## Assigned task
Give back the lines below exactly, but do not include any pictures.

Stored data entries
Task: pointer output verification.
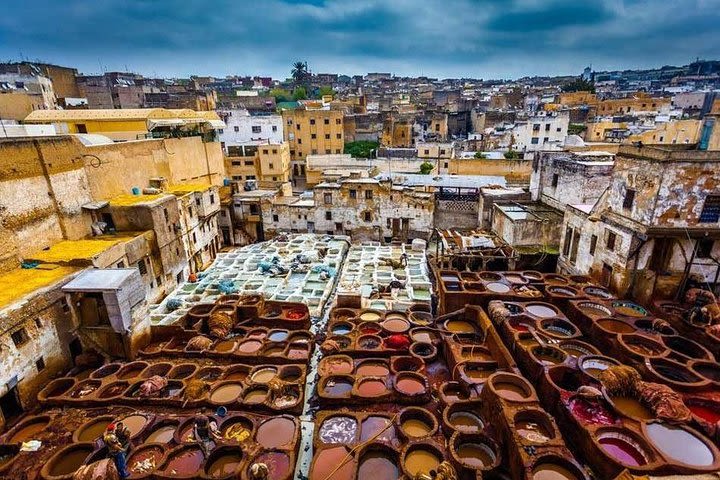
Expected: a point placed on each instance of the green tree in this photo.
(281, 95)
(426, 168)
(579, 85)
(300, 73)
(362, 148)
(326, 90)
(299, 93)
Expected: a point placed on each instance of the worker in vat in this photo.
(117, 440)
(206, 432)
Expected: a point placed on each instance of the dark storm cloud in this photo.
(484, 38)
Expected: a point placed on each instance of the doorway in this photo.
(10, 405)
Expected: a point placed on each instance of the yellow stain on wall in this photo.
(69, 250)
(20, 282)
(128, 200)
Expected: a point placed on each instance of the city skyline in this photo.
(461, 38)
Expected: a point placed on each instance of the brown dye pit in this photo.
(29, 430)
(337, 387)
(497, 287)
(541, 311)
(278, 464)
(460, 326)
(91, 431)
(185, 462)
(551, 471)
(532, 431)
(421, 461)
(135, 423)
(680, 445)
(338, 430)
(372, 387)
(143, 457)
(162, 434)
(224, 465)
(410, 386)
(510, 391)
(466, 422)
(275, 432)
(378, 465)
(226, 393)
(255, 396)
(70, 460)
(631, 407)
(373, 369)
(475, 455)
(415, 427)
(327, 462)
(249, 346)
(615, 326)
(396, 325)
(372, 425)
(264, 375)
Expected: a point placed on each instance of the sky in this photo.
(437, 38)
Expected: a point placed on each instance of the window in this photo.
(20, 337)
(704, 247)
(711, 209)
(612, 237)
(568, 241)
(629, 198)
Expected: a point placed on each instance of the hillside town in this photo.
(335, 277)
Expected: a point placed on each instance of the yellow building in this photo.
(679, 131)
(268, 163)
(639, 102)
(313, 132)
(18, 105)
(128, 124)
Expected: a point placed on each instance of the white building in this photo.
(245, 129)
(543, 132)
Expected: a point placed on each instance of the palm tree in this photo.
(299, 73)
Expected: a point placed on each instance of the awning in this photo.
(164, 122)
(216, 124)
(96, 205)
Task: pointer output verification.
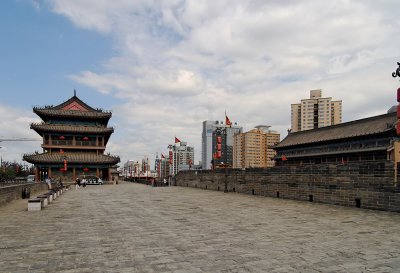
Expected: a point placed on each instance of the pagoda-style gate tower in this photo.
(75, 136)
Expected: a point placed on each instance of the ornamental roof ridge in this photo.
(355, 128)
(73, 99)
(71, 158)
(71, 127)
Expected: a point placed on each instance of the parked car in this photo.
(92, 180)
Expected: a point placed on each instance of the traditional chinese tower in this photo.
(75, 136)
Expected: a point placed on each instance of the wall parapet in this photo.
(369, 185)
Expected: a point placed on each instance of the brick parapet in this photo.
(371, 183)
(14, 192)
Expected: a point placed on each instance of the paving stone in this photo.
(137, 228)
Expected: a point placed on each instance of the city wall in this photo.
(369, 185)
(14, 192)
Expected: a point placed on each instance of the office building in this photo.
(253, 148)
(181, 157)
(211, 130)
(315, 112)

## The answer
Task: pointer output verification.
Expected: a point placed on each instance of the green tree in this photo.
(281, 95)
(426, 168)
(579, 85)
(300, 73)
(362, 148)
(326, 90)
(299, 93)
Expected: a point placed on each instance of the worker in vat in this photo.
(117, 440)
(206, 432)
Expected: a point placed on each instance of the dark storm cloud in this photo.
(484, 38)
Expected: a point placed on each instance of the doorway in this photo.
(10, 405)
Expected: a point placed on each instance of the yellow stain on wall in this photo.
(69, 250)
(20, 282)
(128, 200)
Expected: a point placed on each instance of the city skyline in this photo.
(461, 38)
Expected: a point placed on each instance of the brown dye pit in this photo.
(29, 430)
(337, 387)
(497, 287)
(541, 311)
(278, 464)
(460, 326)
(91, 431)
(185, 462)
(551, 471)
(532, 431)
(421, 461)
(135, 423)
(680, 445)
(338, 430)
(372, 387)
(143, 457)
(162, 434)
(224, 465)
(410, 386)
(510, 391)
(466, 422)
(275, 432)
(378, 465)
(226, 393)
(255, 396)
(70, 460)
(631, 407)
(373, 369)
(475, 455)
(415, 427)
(327, 462)
(249, 346)
(615, 326)
(396, 325)
(372, 425)
(264, 375)
Expected: a point placed on each instance of the sky in this photo.
(437, 38)
Expected: a point placed on each instance of the window in this photo.
(20, 337)
(704, 247)
(711, 209)
(612, 237)
(568, 241)
(629, 198)
Expected: a point placed on each instance of the hillside town in this photo.
(335, 277)
Expected: a point placed on each instance of the yellow building in this photo.
(679, 131)
(268, 163)
(639, 102)
(313, 132)
(18, 105)
(128, 124)
Expected: a point placed on each instance of the white building in this photo.
(245, 129)
(543, 132)
Expected: a point placed on each instance of the palm tree in this photo.
(299, 73)
Expected: a point placed on each instance of the awning in this photo.
(164, 122)
(216, 124)
(96, 205)
Task: pointer output verification.
Expected: a point placed on each instance of the pagoda-style gate tower in this photo.
(75, 136)
Expected: a point placed on each instance of the ornamental roof ridge in this photo.
(355, 128)
(73, 99)
(71, 158)
(71, 127)
Expected: a point placed on each instance of the parked car in this photo.
(92, 180)
Expected: a point placed on each instance of the traditional chinese tower in this photo.
(75, 136)
Expected: a point placed on each instance of the wall parapet in this photo.
(369, 185)
Expected: a point placed on each instance of the brick parapet in this photo.
(371, 183)
(14, 192)
Expected: a point placed on each instance of the paving stone in this photo.
(137, 228)
Expected: a point placed on each instance of the city wall in this photo.
(369, 185)
(14, 192)
Expected: a point placed on each instance of the office building in this photo.
(253, 148)
(181, 157)
(211, 130)
(315, 112)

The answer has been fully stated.